TASK PROMPT: Repeat the whole listing exactly as written.

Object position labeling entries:
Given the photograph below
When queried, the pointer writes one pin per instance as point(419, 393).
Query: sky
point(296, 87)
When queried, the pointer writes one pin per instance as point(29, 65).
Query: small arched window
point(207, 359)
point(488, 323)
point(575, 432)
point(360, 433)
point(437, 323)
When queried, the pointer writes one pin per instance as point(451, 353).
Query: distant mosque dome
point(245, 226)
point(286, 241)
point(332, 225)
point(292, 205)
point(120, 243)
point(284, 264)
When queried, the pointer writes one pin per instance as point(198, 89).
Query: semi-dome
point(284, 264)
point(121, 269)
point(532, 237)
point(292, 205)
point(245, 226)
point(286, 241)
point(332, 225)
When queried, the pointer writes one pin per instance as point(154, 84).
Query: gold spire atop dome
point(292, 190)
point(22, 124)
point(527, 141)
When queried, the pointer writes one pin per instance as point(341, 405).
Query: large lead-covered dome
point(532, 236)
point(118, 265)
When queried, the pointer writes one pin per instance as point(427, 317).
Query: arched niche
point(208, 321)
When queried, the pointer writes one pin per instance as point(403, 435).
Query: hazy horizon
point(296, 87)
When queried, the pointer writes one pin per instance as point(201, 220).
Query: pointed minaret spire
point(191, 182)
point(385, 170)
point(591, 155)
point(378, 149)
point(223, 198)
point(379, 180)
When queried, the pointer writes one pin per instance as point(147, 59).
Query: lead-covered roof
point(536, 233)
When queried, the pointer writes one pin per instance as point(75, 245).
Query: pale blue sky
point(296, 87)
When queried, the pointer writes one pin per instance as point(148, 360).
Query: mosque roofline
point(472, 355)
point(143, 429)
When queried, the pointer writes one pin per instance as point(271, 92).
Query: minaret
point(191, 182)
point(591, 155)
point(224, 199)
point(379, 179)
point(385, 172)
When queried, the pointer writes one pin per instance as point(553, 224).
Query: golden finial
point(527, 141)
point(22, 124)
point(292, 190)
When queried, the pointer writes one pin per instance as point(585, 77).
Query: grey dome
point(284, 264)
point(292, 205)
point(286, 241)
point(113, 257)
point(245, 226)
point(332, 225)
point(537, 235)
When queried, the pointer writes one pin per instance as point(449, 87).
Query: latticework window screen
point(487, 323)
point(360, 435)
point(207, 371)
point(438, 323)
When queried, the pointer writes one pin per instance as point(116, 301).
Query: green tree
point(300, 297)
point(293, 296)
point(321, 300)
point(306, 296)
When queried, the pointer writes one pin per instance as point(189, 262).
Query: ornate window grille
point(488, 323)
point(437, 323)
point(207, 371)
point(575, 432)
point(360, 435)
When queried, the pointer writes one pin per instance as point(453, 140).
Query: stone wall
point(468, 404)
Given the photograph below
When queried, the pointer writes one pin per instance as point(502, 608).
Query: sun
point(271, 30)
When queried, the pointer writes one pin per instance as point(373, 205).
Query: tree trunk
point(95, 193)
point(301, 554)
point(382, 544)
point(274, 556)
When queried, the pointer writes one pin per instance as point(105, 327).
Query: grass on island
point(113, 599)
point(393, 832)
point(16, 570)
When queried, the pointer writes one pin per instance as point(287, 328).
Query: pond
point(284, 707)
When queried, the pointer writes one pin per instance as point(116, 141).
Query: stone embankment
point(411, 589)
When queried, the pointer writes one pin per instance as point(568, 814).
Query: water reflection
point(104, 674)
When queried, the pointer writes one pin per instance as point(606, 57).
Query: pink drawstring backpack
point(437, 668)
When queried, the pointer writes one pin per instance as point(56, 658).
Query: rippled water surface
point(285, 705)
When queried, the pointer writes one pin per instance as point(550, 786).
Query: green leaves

ANSWER FOR THIS EXERCISE:
Given the photograph below
When queried, the pointer writes one pin per instance as point(419, 393).
Query: sky
point(296, 87)
When queried, the pointer writes one pin per instance as point(29, 65).
Query: small arched window
point(207, 359)
point(488, 323)
point(575, 432)
point(360, 433)
point(437, 323)
When queried, the pointer writes one pin per instance as point(451, 353).
Query: distant mosque dome
point(245, 226)
point(286, 241)
point(332, 225)
point(292, 205)
point(120, 243)
point(284, 264)
When queried, the pointer writes one pin per instance as point(198, 89).
Query: semi-dome
point(284, 264)
point(121, 269)
point(532, 237)
point(292, 205)
point(245, 226)
point(286, 241)
point(332, 225)
When queried, the pointer writes one pin per instance as point(154, 84).
Query: gold spire atop dome
point(292, 190)
point(22, 124)
point(527, 141)
When queried, the pointer writes one pin per instance as point(341, 405).
Query: large lead-covered dome
point(532, 236)
point(118, 265)
When queried, the pointer writes one pin per instance as point(427, 317).
Query: arched niche
point(208, 321)
When queried, the pointer writes one pin per instance as point(403, 435).
Query: hazy horizon
point(296, 87)
When queried, the pointer writes one pin per instance as point(201, 220).
Query: pointed minaret spire
point(191, 182)
point(385, 170)
point(591, 155)
point(378, 149)
point(223, 198)
point(379, 180)
When queried, the pointer writes one pin per instance as point(147, 59).
Query: lead-covered roof
point(536, 233)
When queried, the pointer writes one pin per instance as point(75, 245).
Query: pale blue sky
point(296, 87)
When queried, the pointer writes one pin per instance as point(148, 360).
Query: mosque roofline
point(472, 355)
point(143, 429)
When queried, the pointer writes one pin per instance as point(271, 92).
Query: minaret
point(191, 182)
point(591, 155)
point(224, 199)
point(379, 179)
point(385, 172)
When queried, the pointer writes one pin per instance as point(553, 224).
Query: golden finial
point(527, 141)
point(22, 124)
point(292, 190)
When queried, the pointer writes one pin per instance as point(585, 77).
Query: grey dome
point(284, 264)
point(292, 205)
point(286, 241)
point(113, 257)
point(245, 226)
point(332, 225)
point(537, 235)
When queried, the pointer writes one pin per instance as point(449, 87).
Query: latticework window screen
point(487, 323)
point(360, 435)
point(207, 371)
point(438, 323)
When queried, the pointer writes one pin per instance as point(116, 301).
Query: green tree
point(300, 297)
point(293, 296)
point(321, 300)
point(306, 296)
When queried, the pointer writes one pin per instance as point(189, 262).
Query: ornate window grille
point(488, 323)
point(437, 323)
point(207, 371)
point(575, 432)
point(360, 435)
When queried, the pointer writes one pin per instance as point(453, 140).
Query: stone wall
point(468, 404)
Given the photograph below
When queried, the pointer writes one pin per instance as point(502, 608).
Query: sun
point(271, 30)
When queried, the pointer writes one pin per instance as point(373, 205).
Query: tree trunk
point(95, 193)
point(301, 554)
point(382, 544)
point(274, 556)
When queried, the pointer writes one pin per instance as point(105, 327).
Query: grass on island
point(113, 599)
point(393, 832)
point(16, 570)
When queried, the pointer writes one pin per instance as point(287, 328).
Query: pond
point(284, 707)
When queried, the pointer writes one pin per instance as point(116, 141).
Query: stone embankment
point(411, 589)
When queried, the pointer writes one pin per instance as point(568, 814).
Query: water reflection
point(104, 674)
When queried, the pointer writes one pin per instance as point(606, 57).
Query: pink drawstring backpack
point(437, 668)
When queried, the pointer writes one pin per instance as point(56, 658).
Query: rippled water surface
point(285, 705)
When queried, the pointer writes one pin per instance as point(550, 786).
Query: green leaves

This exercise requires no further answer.